**LISTED RECORDS**
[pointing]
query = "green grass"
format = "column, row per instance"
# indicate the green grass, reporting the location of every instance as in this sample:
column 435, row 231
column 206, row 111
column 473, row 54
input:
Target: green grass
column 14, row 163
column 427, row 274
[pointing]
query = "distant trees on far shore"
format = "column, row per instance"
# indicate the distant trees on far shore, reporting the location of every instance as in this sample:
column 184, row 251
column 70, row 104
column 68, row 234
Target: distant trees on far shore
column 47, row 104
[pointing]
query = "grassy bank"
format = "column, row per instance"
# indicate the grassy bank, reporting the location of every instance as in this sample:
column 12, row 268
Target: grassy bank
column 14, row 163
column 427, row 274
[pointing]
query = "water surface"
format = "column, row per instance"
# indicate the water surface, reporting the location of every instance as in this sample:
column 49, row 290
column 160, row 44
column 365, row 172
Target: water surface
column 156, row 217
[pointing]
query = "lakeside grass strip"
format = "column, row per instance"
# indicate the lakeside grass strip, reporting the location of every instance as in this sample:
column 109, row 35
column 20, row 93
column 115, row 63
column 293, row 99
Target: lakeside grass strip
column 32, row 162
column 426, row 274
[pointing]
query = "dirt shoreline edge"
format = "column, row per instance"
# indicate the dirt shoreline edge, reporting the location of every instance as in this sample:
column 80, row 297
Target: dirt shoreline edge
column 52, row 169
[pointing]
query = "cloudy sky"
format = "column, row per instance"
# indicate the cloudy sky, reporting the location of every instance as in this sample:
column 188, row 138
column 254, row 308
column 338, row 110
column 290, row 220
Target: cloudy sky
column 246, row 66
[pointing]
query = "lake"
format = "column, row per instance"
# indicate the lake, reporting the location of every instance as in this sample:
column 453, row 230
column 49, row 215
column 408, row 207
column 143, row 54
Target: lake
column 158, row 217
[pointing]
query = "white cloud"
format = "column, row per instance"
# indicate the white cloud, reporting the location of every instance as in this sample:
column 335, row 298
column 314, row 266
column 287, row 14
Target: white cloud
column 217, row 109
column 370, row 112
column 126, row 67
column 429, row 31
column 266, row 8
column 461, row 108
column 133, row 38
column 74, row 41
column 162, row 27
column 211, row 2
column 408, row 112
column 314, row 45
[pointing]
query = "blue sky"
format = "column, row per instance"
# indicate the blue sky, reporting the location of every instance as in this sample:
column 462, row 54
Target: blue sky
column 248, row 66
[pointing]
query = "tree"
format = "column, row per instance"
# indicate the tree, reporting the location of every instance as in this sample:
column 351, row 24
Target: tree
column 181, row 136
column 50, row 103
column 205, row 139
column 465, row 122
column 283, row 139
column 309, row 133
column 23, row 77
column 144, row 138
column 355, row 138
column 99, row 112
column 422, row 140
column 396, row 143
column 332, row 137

**OBJECTIVE**
Copy the entries above word for word, from the very first line down to and including the line that contains "column 52, row 169".

**TASK RESPONSE**
[pointing]
query = "green grass"
format = "column, row per instance"
# indicate the green grass, reporting the location of every instance as in this sample:
column 435, row 231
column 206, row 111
column 473, row 54
input:
Target: green grass
column 14, row 163
column 427, row 274
[pointing]
query = "distant trees on far shore"
format = "column, row per instance"
# indicate the distant trees on far shore, reporting the location of every instance as in this sample:
column 184, row 251
column 70, row 104
column 68, row 234
Target: distant trees on far shore
column 47, row 104
[pointing]
query = "grassy bank"
format = "column, row per instance"
# indicate the grassy bank, reporting the location of every instance as in this sample:
column 12, row 268
Target: grassy bank
column 14, row 163
column 427, row 274
[pointing]
query = "water surface"
format = "column, row per instance"
# indicate the water surface, reporting the location of every instance as in this sample:
column 49, row 290
column 160, row 44
column 365, row 172
Target: water surface
column 156, row 217
[pointing]
query = "lakeside grass strip"
format = "column, row per instance"
# indicate the lakeside grass strip, reporting the location of every instance as in this sample:
column 109, row 35
column 20, row 93
column 115, row 63
column 293, row 99
Target: lakeside grass strip
column 32, row 162
column 426, row 274
[pointing]
query = "dirt shoreline edge"
format = "column, row per instance"
# indicate the dirt shoreline edge, reporting the location of every instance as in this sample:
column 80, row 297
Target: dirt shoreline edge
column 52, row 169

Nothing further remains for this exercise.